Work to do:
Write out the listing below again, precisely as it is given.
>> Begin Data to process
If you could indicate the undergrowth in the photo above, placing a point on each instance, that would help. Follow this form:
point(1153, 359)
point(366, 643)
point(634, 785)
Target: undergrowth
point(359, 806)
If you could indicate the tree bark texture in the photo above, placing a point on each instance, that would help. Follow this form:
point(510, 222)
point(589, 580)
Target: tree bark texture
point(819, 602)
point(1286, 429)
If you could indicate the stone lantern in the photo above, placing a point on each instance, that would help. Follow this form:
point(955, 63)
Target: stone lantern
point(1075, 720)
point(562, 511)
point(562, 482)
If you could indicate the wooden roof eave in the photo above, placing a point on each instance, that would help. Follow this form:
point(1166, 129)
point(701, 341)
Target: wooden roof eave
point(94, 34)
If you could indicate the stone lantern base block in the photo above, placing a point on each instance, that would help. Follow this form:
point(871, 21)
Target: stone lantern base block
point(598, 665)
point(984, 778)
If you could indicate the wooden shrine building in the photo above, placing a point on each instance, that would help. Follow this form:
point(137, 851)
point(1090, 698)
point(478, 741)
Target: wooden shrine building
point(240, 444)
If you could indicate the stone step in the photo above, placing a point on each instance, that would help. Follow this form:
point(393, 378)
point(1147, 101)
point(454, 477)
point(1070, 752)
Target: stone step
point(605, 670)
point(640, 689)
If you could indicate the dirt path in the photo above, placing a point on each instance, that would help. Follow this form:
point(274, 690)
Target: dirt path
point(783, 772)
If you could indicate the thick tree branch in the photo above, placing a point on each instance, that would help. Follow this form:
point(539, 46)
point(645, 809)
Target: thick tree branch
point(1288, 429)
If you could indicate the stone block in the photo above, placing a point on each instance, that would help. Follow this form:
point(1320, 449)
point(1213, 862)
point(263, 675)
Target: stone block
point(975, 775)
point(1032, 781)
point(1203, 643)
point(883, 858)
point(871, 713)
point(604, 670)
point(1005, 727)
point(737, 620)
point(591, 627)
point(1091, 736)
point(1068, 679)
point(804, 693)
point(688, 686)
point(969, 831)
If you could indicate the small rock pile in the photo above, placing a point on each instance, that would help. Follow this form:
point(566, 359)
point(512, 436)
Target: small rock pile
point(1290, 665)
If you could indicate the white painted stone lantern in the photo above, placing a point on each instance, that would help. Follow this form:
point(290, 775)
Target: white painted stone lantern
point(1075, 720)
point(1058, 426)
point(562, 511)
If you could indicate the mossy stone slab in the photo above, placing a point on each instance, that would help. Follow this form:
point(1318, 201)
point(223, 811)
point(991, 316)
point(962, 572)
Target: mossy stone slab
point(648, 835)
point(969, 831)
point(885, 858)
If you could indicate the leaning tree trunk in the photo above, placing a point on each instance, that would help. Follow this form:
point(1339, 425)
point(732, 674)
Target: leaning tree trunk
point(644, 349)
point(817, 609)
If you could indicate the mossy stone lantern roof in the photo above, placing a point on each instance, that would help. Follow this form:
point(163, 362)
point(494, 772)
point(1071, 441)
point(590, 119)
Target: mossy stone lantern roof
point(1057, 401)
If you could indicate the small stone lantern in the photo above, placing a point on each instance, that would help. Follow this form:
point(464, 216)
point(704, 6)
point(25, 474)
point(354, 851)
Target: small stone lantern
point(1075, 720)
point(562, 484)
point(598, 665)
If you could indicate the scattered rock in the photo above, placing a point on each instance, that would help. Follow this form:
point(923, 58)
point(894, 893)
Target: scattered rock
>> End Data to process
Solution for this exercise:
If you could indicate the undergrowth in the photo above, placing a point on each instance, that would help. Follow this form:
point(1153, 359)
point(366, 643)
point(634, 785)
Target: undergrowth
point(359, 806)
If you could indicate the tree bark texture in the photo above, placing a point on each instance, that would help. Follow this form:
point(510, 222)
point(589, 580)
Target: tree bark texture
point(819, 602)
point(1286, 429)
If you could indicate the stone lantern in the photo above, placing a point on each instance, that would help. Follow this form:
point(955, 63)
Target: stone lantern
point(1075, 720)
point(562, 511)
point(562, 482)
If you could indicate the wooden roof eave in the photo above, placing a point on each instance, that would help. Follow this form:
point(1166, 129)
point(701, 341)
Target: wooden roof eave
point(94, 34)
If you could indicate the stone lantern base block in the photo above, placing a point on each instance, that would help. Follow this form:
point(871, 21)
Target: stone lantern base block
point(598, 665)
point(984, 778)
If you could indicate the wooden shrine building in the photo above, placing a point on each instance, that would help. Follow this form:
point(137, 851)
point(1090, 698)
point(478, 741)
Target: wooden shrine building
point(240, 444)
If you could indicate the stone step in the photo above, placing a point on each instance, that would help. Follow this form:
point(393, 378)
point(1147, 101)
point(454, 477)
point(1070, 752)
Target: stone step
point(605, 670)
point(640, 689)
If you could indicate the dirt path in the photo above, placing a point on each instance, that would help. Follow this form:
point(274, 690)
Target: dirt path
point(783, 772)
If you could indicate the thick tree branch in the photo above, placing a point on each instance, that would help. Follow this form:
point(539, 46)
point(645, 809)
Target: thick tree branch
point(1288, 429)
If you could indicate the stone block in the photo above, placing a point on each instance, that would help. Follow this form:
point(1320, 449)
point(1213, 862)
point(263, 675)
Target: stone block
point(975, 775)
point(1032, 781)
point(1203, 643)
point(883, 858)
point(871, 713)
point(604, 670)
point(1005, 727)
point(737, 620)
point(591, 627)
point(1091, 736)
point(1068, 679)
point(804, 693)
point(688, 686)
point(969, 831)
If you could indicate the small rock pile in the photo above, placing a point on each instance, that would help. Follow this form:
point(566, 359)
point(512, 436)
Target: small rock pile
point(1290, 665)
If you could indicate the white painted stone lantern in the photo above, placing a point on each instance, that would help. Follow this form:
point(290, 775)
Target: white painted stone lantern
point(1075, 720)
point(1058, 426)
point(562, 511)
If you could indicate the mossy stone slab in the photo above, placing a point on each instance, that would help. Follow this form:
point(1318, 201)
point(223, 811)
point(991, 316)
point(962, 572)
Target: mossy stone slab
point(648, 835)
point(969, 831)
point(885, 858)
If you could indicate the leaning tree trunk in the photo above, placing a point on each instance, that would help. Follow this form:
point(1339, 425)
point(732, 674)
Target: leaning tree trunk
point(644, 349)
point(817, 609)
If you could indicate the mossy stone lantern roof in the photo above, placing a point on each instance, that would help. Follow this form:
point(163, 362)
point(494, 772)
point(1071, 441)
point(590, 119)
Target: mossy stone lantern roof
point(1057, 401)
If you could indicate the small stone lantern in the photo above, placing a point on each instance, that would help. Follow this form:
point(464, 216)
point(704, 6)
point(25, 474)
point(354, 851)
Target: small stone lantern
point(1075, 720)
point(562, 484)
point(598, 665)
If you could indicate the scattered rock in the photo above, placing a point on each instance, that would help. Follow this form:
point(923, 58)
point(894, 893)
Target: scattered rock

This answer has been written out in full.